### Exercise
Please print every record below exactly as written, leaving out the pictures.

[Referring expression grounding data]
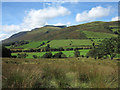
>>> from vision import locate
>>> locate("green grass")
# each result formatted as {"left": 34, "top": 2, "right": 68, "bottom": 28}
{"left": 6, "top": 39, "right": 94, "bottom": 49}
{"left": 5, "top": 46, "right": 11, "bottom": 49}
{"left": 2, "top": 58, "right": 119, "bottom": 88}
{"left": 115, "top": 54, "right": 120, "bottom": 58}
{"left": 109, "top": 25, "right": 119, "bottom": 32}
{"left": 41, "top": 39, "right": 92, "bottom": 48}
{"left": 83, "top": 31, "right": 117, "bottom": 39}
{"left": 14, "top": 40, "right": 48, "bottom": 49}
{"left": 92, "top": 39, "right": 104, "bottom": 45}
{"left": 12, "top": 49, "right": 90, "bottom": 58}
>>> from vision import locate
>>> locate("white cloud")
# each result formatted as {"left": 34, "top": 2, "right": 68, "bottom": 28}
{"left": 52, "top": 22, "right": 71, "bottom": 26}
{"left": 1, "top": 6, "right": 71, "bottom": 41}
{"left": 2, "top": 25, "right": 20, "bottom": 33}
{"left": 22, "top": 6, "right": 71, "bottom": 30}
{"left": 53, "top": 23, "right": 66, "bottom": 26}
{"left": 111, "top": 16, "right": 120, "bottom": 21}
{"left": 0, "top": 34, "right": 9, "bottom": 41}
{"left": 66, "top": 22, "right": 71, "bottom": 26}
{"left": 76, "top": 6, "right": 111, "bottom": 22}
{"left": 45, "top": 3, "right": 52, "bottom": 6}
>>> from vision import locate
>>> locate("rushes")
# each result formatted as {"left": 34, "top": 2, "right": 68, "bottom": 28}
{"left": 2, "top": 58, "right": 119, "bottom": 88}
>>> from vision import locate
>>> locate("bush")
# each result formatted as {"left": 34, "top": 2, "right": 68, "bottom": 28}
{"left": 11, "top": 55, "right": 17, "bottom": 58}
{"left": 18, "top": 53, "right": 28, "bottom": 58}
{"left": 53, "top": 52, "right": 67, "bottom": 58}
{"left": 81, "top": 55, "right": 84, "bottom": 57}
{"left": 42, "top": 52, "right": 52, "bottom": 58}
{"left": 74, "top": 50, "right": 80, "bottom": 57}
{"left": 33, "top": 55, "right": 38, "bottom": 58}
{"left": 86, "top": 56, "right": 89, "bottom": 58}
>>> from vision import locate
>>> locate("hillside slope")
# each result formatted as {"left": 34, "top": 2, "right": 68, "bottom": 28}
{"left": 2, "top": 21, "right": 119, "bottom": 44}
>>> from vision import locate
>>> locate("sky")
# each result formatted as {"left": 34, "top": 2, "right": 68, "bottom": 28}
{"left": 0, "top": 2, "right": 119, "bottom": 41}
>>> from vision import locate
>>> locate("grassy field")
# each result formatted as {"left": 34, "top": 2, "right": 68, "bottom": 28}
{"left": 83, "top": 31, "right": 117, "bottom": 39}
{"left": 6, "top": 38, "right": 117, "bottom": 52}
{"left": 12, "top": 49, "right": 90, "bottom": 58}
{"left": 14, "top": 40, "right": 48, "bottom": 49}
{"left": 2, "top": 58, "right": 119, "bottom": 88}
{"left": 41, "top": 39, "right": 93, "bottom": 48}
{"left": 6, "top": 39, "right": 103, "bottom": 49}
{"left": 109, "top": 25, "right": 119, "bottom": 32}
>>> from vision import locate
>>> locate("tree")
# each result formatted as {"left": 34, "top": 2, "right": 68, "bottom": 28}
{"left": 117, "top": 34, "right": 120, "bottom": 54}
{"left": 86, "top": 48, "right": 99, "bottom": 59}
{"left": 87, "top": 38, "right": 118, "bottom": 60}
{"left": 92, "top": 43, "right": 95, "bottom": 48}
{"left": 53, "top": 52, "right": 66, "bottom": 58}
{"left": 33, "top": 55, "right": 38, "bottom": 58}
{"left": 18, "top": 53, "right": 28, "bottom": 58}
{"left": 42, "top": 52, "right": 52, "bottom": 58}
{"left": 74, "top": 50, "right": 80, "bottom": 57}
{"left": 61, "top": 54, "right": 67, "bottom": 58}
{"left": 100, "top": 38, "right": 117, "bottom": 60}
{"left": 0, "top": 46, "right": 11, "bottom": 57}
{"left": 45, "top": 44, "right": 50, "bottom": 51}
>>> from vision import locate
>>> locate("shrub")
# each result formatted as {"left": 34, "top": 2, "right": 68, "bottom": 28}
{"left": 18, "top": 53, "right": 28, "bottom": 58}
{"left": 74, "top": 50, "right": 80, "bottom": 57}
{"left": 42, "top": 52, "right": 52, "bottom": 58}
{"left": 33, "top": 55, "right": 38, "bottom": 59}
{"left": 86, "top": 56, "right": 89, "bottom": 58}
{"left": 81, "top": 55, "right": 84, "bottom": 57}
{"left": 53, "top": 52, "right": 62, "bottom": 58}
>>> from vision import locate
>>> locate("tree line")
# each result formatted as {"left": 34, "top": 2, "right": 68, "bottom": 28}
{"left": 87, "top": 36, "right": 120, "bottom": 60}
{"left": 11, "top": 46, "right": 92, "bottom": 53}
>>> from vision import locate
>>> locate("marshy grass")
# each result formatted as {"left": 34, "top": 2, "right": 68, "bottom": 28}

### Written response
>>> from vision import locate
>>> locate("green grass")
# each result formatted as {"left": 34, "top": 2, "right": 68, "bottom": 28}
{"left": 6, "top": 39, "right": 94, "bottom": 49}
{"left": 5, "top": 46, "right": 11, "bottom": 49}
{"left": 2, "top": 58, "right": 119, "bottom": 88}
{"left": 115, "top": 54, "right": 120, "bottom": 58}
{"left": 109, "top": 25, "right": 119, "bottom": 32}
{"left": 41, "top": 39, "right": 92, "bottom": 48}
{"left": 83, "top": 31, "right": 117, "bottom": 39}
{"left": 14, "top": 40, "right": 48, "bottom": 49}
{"left": 92, "top": 39, "right": 104, "bottom": 45}
{"left": 12, "top": 49, "right": 90, "bottom": 58}
>>> from vision import locate
>>> locate("white cloud")
# each result formatted as {"left": 34, "top": 2, "right": 68, "bottom": 28}
{"left": 52, "top": 22, "right": 71, "bottom": 26}
{"left": 1, "top": 6, "right": 71, "bottom": 41}
{"left": 2, "top": 25, "right": 20, "bottom": 33}
{"left": 22, "top": 6, "right": 71, "bottom": 30}
{"left": 53, "top": 23, "right": 66, "bottom": 26}
{"left": 111, "top": 16, "right": 120, "bottom": 21}
{"left": 0, "top": 34, "right": 9, "bottom": 41}
{"left": 66, "top": 22, "right": 71, "bottom": 26}
{"left": 76, "top": 6, "right": 111, "bottom": 22}
{"left": 45, "top": 3, "right": 52, "bottom": 6}
>>> from vision import locate
>>> locate("rushes")
# each result formatted as {"left": 34, "top": 2, "right": 68, "bottom": 28}
{"left": 2, "top": 58, "right": 119, "bottom": 88}
>>> from vision import locate
>>> locate("bush")
# each result formatted as {"left": 34, "top": 2, "right": 68, "bottom": 28}
{"left": 11, "top": 55, "right": 17, "bottom": 58}
{"left": 18, "top": 53, "right": 28, "bottom": 58}
{"left": 53, "top": 52, "right": 67, "bottom": 58}
{"left": 81, "top": 55, "right": 84, "bottom": 57}
{"left": 42, "top": 52, "right": 52, "bottom": 58}
{"left": 74, "top": 50, "right": 80, "bottom": 57}
{"left": 33, "top": 55, "right": 38, "bottom": 58}
{"left": 86, "top": 56, "right": 89, "bottom": 58}
>>> from vision import locate
>>> locate("hillside slope")
# each result formatted as {"left": 34, "top": 2, "right": 68, "bottom": 28}
{"left": 2, "top": 21, "right": 119, "bottom": 44}
>>> from vision import locate
>>> locate("sky")
# each result formatted as {"left": 34, "top": 2, "right": 68, "bottom": 28}
{"left": 0, "top": 2, "right": 119, "bottom": 41}
>>> from vision import locate
>>> locate("grassy field")
# each result formatted as {"left": 34, "top": 2, "right": 68, "bottom": 28}
{"left": 83, "top": 31, "right": 117, "bottom": 39}
{"left": 6, "top": 38, "right": 117, "bottom": 52}
{"left": 12, "top": 49, "right": 90, "bottom": 58}
{"left": 14, "top": 40, "right": 48, "bottom": 49}
{"left": 2, "top": 58, "right": 119, "bottom": 88}
{"left": 41, "top": 39, "right": 93, "bottom": 48}
{"left": 6, "top": 39, "right": 103, "bottom": 49}
{"left": 109, "top": 25, "right": 119, "bottom": 32}
>>> from vision import locate
>>> locate("tree")
# each result formatted as {"left": 34, "top": 2, "right": 68, "bottom": 28}
{"left": 117, "top": 34, "right": 120, "bottom": 54}
{"left": 86, "top": 48, "right": 99, "bottom": 59}
{"left": 87, "top": 38, "right": 118, "bottom": 60}
{"left": 92, "top": 43, "right": 95, "bottom": 48}
{"left": 53, "top": 52, "right": 66, "bottom": 58}
{"left": 33, "top": 55, "right": 38, "bottom": 58}
{"left": 18, "top": 53, "right": 28, "bottom": 58}
{"left": 42, "top": 52, "right": 52, "bottom": 58}
{"left": 74, "top": 50, "right": 80, "bottom": 57}
{"left": 61, "top": 54, "right": 67, "bottom": 58}
{"left": 100, "top": 38, "right": 117, "bottom": 60}
{"left": 0, "top": 46, "right": 11, "bottom": 57}
{"left": 45, "top": 44, "right": 50, "bottom": 51}
>>> from vision import locate
>>> locate("shrub")
# each result formatted as {"left": 34, "top": 2, "right": 68, "bottom": 28}
{"left": 18, "top": 53, "right": 28, "bottom": 58}
{"left": 74, "top": 50, "right": 80, "bottom": 57}
{"left": 42, "top": 52, "right": 52, "bottom": 58}
{"left": 33, "top": 55, "right": 38, "bottom": 59}
{"left": 86, "top": 56, "right": 89, "bottom": 58}
{"left": 81, "top": 55, "right": 84, "bottom": 57}
{"left": 53, "top": 52, "right": 62, "bottom": 58}
>>> from vision import locate
>>> locate("tree line")
# each result formatted as {"left": 34, "top": 2, "right": 68, "bottom": 28}
{"left": 87, "top": 36, "right": 120, "bottom": 60}
{"left": 11, "top": 46, "right": 92, "bottom": 53}
>>> from vision import locate
>>> locate("marshy grass")
# each result formatted as {"left": 34, "top": 2, "right": 68, "bottom": 28}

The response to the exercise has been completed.